• _Complete the following_:
- a) Can you sum up the data-loading guide in two sentences?
- b) Answer these questions from the data-loading guide, one per line:
(i) What does the guide say finding the best sizing of chunks requires?
(ii) Which variable is given for 'drop_variables' in the suggested xr.open_zarr() arguments?
(iii) Which dimension is given for concatenating the files together?

• _Source passage_:
How to load data#

You should read in your model output of choice using xarray; more information on input/output with xarray can be found here.

Note: There are a few functions to read in model output with xroms but they are scheduled to be removed in future versions of xroms.

Some specific notes#

Chunks#

Chunks are used to break up model output into smaller units for use with dask. Inputting chunks into a call to open a dataset requires the use of dask. This can be formalized more by setting up a dask cluster. The best sizing of chunks is not clear a priori and requires some testing.

open_mfdataset()#

Some useful keyword argument selections for when using xr.open_mfdataset() are suggested here:

{'compat': 'override', 'combine': 'by_coords',
     'data_vars': 'minimal', 'coords': 'minimal', 'parallel': True}

For example,

xr.open_mfdataset(url, compat='override', combine='by_coords',
     data_vars='minimal', coords='minimal', parallel=True}

open_zarr()#

Some useful keyword argument selections are for reading in files with xr.open_zarr() are:

{'consolidated': True, 'drop_variables': 'dstart'}

and for concatenating the files together:

{'dim': 'ocean_time', 'data_vars': 'minimal', 'coords': 'minimal'}

Suggested Workflow for xroms:#

  1. Read in model output using the appropriate xarray function.

  2. Supplement your Dataset and calculate an xgcm grid object with:

    ds, xgrid = xroms.roms_dataset(ds)

Excerpt from a dataset
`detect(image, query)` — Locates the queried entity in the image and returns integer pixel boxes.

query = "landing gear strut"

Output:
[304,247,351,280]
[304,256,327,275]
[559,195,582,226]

• _Task-by-task answers_:
- a) Model output should be read in with xarray, and the few xroms functions for reading it are scheduled to be removed in future versions. The guide explains that chunks break model output into smaller units for use with dask, suggests keyword arguments for xr.open_mfdataset() and xr.open_zarr(), and recommends supplementing the Dataset and calculating an xgcm grid object with xroms.roms_dataset(ds).

- b)
(i) Some testing.
(ii) 'dstart'
(iii) 'ocean_time'